- PROBLEM TO SOLVE: Reproduce, without any change, the part of the listing below that opens with the line containing "right hand shown here." and closes with the line containing "xmin=325 ymin=179 xmax=368 ymax=211", including both of those lines.

- DATASET RECORDS:
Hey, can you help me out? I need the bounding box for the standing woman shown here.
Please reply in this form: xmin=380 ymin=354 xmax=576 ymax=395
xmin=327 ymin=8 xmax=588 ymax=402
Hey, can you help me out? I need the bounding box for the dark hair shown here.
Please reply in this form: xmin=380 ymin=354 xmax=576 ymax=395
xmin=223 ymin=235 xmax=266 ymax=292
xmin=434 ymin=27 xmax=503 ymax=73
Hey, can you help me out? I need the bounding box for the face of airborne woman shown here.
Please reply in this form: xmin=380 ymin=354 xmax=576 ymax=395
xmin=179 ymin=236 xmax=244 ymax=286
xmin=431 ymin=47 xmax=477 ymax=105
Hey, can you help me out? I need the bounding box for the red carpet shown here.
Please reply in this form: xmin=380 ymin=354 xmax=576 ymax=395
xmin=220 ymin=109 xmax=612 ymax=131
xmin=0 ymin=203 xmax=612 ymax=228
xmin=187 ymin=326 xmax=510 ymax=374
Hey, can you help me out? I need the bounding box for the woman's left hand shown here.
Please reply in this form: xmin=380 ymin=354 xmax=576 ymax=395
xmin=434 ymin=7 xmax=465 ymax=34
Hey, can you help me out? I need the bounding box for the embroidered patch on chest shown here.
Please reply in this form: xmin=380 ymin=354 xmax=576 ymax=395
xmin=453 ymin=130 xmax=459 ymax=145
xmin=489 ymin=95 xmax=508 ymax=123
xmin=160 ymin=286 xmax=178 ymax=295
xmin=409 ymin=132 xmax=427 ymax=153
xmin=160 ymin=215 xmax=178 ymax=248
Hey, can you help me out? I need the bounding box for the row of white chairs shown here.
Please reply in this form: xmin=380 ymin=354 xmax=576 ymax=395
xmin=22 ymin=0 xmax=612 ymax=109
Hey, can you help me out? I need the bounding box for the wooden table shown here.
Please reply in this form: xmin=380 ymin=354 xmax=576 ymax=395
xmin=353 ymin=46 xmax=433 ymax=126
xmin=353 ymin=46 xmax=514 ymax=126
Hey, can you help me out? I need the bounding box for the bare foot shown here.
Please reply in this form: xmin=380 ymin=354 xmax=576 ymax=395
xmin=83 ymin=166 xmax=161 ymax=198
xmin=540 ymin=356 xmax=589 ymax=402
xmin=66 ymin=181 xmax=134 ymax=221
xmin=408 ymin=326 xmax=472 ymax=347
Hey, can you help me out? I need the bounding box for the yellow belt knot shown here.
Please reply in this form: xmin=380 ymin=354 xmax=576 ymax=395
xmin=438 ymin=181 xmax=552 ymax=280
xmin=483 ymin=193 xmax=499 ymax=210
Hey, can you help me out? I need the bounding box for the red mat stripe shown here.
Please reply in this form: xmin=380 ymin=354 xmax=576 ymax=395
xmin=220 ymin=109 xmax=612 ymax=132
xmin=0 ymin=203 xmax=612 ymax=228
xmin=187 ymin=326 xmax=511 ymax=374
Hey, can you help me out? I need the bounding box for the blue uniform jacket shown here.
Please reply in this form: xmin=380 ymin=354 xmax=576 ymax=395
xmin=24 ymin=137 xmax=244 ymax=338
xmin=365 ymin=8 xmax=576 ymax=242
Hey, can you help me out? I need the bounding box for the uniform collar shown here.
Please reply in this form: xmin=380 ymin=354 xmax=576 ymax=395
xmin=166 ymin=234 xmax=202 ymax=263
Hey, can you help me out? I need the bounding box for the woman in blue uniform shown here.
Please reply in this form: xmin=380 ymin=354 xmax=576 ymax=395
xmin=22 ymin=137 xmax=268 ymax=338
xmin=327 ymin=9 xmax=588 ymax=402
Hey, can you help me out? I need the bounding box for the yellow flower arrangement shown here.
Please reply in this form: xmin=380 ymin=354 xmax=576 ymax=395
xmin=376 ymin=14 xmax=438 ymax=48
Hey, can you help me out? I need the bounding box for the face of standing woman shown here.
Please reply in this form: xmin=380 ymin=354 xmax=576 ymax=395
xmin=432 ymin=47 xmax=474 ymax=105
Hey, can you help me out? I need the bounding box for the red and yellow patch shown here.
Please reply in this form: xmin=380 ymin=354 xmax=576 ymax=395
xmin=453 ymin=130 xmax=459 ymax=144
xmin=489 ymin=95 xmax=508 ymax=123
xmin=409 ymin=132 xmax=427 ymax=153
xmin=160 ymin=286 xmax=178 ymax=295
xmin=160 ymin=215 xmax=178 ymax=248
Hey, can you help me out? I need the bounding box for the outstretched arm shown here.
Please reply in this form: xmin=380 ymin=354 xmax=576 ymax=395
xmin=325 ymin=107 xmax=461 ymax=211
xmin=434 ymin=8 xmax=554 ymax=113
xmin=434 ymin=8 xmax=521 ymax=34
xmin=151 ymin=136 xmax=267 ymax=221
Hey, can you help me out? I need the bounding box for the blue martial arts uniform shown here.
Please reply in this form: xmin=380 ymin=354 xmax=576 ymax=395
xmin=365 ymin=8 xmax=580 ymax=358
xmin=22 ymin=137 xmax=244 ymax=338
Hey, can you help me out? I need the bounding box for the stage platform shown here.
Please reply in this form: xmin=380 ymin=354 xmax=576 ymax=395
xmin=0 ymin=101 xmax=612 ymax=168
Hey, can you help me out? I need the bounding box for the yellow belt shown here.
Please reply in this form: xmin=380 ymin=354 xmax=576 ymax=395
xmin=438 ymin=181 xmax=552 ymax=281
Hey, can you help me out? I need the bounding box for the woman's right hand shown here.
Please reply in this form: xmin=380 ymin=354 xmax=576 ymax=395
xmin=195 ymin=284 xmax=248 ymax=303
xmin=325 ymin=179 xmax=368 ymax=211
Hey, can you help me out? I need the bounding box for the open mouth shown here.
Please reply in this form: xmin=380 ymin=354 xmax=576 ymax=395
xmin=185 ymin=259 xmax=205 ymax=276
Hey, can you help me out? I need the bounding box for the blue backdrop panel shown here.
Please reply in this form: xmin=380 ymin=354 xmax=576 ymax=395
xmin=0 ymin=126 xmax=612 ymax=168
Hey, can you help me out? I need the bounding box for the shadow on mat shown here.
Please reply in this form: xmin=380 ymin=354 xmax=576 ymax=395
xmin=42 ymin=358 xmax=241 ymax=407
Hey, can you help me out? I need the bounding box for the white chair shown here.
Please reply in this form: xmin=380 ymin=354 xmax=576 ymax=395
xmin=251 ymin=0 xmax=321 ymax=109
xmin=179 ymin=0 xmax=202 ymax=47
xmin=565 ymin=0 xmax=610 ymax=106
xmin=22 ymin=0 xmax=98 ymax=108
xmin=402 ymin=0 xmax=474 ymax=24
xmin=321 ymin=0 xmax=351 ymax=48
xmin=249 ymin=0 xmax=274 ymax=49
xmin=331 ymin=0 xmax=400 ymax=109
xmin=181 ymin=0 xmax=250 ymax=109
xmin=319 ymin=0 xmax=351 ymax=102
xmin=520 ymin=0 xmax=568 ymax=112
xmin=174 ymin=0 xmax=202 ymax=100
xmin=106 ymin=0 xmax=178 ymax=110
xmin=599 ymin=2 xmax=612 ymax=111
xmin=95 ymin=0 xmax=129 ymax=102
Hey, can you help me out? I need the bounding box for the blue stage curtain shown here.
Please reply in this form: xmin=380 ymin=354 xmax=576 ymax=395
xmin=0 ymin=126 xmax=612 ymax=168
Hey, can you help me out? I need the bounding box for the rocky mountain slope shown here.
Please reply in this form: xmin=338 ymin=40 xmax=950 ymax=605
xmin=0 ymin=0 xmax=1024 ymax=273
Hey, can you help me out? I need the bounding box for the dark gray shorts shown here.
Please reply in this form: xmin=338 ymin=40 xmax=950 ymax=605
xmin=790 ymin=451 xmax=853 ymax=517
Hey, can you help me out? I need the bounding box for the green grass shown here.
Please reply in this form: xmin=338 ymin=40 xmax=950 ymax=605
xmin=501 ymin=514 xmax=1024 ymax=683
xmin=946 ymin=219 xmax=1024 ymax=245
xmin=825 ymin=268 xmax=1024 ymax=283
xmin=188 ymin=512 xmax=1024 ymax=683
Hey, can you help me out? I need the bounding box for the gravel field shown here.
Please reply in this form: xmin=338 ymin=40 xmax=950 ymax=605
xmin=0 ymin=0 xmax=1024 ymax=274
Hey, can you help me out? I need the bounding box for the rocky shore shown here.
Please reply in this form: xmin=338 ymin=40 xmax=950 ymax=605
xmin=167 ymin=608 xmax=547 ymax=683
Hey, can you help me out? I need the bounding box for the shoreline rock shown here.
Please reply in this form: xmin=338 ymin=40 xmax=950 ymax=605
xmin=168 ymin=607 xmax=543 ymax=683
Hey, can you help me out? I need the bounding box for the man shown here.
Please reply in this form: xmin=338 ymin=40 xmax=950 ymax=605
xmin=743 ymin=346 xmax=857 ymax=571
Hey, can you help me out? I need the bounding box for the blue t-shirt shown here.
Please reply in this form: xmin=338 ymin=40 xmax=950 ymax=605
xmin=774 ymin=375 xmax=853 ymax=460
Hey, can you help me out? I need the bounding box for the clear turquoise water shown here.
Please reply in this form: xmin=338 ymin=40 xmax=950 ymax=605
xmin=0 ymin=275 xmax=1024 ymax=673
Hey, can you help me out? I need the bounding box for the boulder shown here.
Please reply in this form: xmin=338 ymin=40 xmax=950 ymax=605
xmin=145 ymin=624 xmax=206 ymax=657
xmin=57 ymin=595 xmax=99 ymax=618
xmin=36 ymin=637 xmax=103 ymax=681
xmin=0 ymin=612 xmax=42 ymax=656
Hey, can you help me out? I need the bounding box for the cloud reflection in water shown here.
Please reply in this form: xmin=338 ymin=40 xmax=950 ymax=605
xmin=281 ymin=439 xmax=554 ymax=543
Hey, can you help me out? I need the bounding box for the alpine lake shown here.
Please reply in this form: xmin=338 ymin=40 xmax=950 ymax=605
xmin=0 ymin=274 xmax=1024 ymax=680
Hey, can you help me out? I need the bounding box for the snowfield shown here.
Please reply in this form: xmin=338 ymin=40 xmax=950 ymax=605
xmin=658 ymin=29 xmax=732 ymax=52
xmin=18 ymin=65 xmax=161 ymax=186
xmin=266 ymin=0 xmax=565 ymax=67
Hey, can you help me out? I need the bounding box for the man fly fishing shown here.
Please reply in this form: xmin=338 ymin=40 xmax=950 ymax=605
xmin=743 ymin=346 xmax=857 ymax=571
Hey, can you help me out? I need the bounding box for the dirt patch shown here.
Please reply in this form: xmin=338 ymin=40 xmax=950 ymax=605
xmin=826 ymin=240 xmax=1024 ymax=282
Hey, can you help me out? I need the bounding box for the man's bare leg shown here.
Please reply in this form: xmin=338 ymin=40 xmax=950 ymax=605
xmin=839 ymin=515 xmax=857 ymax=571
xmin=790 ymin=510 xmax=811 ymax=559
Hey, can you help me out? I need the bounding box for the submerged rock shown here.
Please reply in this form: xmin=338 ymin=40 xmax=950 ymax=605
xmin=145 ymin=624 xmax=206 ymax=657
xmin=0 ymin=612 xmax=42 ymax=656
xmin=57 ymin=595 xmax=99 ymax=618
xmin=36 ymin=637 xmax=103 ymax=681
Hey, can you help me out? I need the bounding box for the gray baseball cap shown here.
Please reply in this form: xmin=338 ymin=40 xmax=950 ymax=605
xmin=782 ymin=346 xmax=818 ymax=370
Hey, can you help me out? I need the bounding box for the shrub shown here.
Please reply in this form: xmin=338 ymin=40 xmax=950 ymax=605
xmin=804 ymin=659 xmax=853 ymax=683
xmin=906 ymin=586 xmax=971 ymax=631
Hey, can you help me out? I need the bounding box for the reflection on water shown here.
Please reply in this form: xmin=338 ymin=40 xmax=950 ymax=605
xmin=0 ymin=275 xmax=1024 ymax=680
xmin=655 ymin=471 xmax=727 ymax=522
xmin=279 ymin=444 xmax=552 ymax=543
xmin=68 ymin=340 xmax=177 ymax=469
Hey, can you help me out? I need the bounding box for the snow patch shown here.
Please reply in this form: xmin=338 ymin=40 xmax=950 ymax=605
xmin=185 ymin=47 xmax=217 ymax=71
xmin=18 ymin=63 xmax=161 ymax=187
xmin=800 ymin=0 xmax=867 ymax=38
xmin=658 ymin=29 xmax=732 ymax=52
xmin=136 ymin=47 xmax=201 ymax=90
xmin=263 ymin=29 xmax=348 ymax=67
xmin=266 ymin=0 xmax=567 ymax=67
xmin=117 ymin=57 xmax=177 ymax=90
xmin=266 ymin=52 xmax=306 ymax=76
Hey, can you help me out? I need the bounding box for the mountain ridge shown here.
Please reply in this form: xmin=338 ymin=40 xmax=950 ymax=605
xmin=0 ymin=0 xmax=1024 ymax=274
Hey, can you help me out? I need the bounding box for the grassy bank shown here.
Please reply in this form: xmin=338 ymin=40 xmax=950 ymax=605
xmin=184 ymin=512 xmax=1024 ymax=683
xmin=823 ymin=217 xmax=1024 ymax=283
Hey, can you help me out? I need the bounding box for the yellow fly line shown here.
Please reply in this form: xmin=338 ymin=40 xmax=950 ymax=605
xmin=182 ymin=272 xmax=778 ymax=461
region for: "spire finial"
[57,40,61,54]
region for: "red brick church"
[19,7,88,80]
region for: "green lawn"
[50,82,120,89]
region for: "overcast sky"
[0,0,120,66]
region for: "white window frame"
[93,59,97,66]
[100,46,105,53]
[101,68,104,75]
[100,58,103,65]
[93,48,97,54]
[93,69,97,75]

- REPLY TO THE EXERCISE:
Hey, can you help me out? I need the bounding box for the woman's right hand shown here.
Please reply in this form: xmin=380 ymin=354 xmax=576 ymax=395
xmin=195 ymin=284 xmax=248 ymax=303
xmin=325 ymin=179 xmax=368 ymax=211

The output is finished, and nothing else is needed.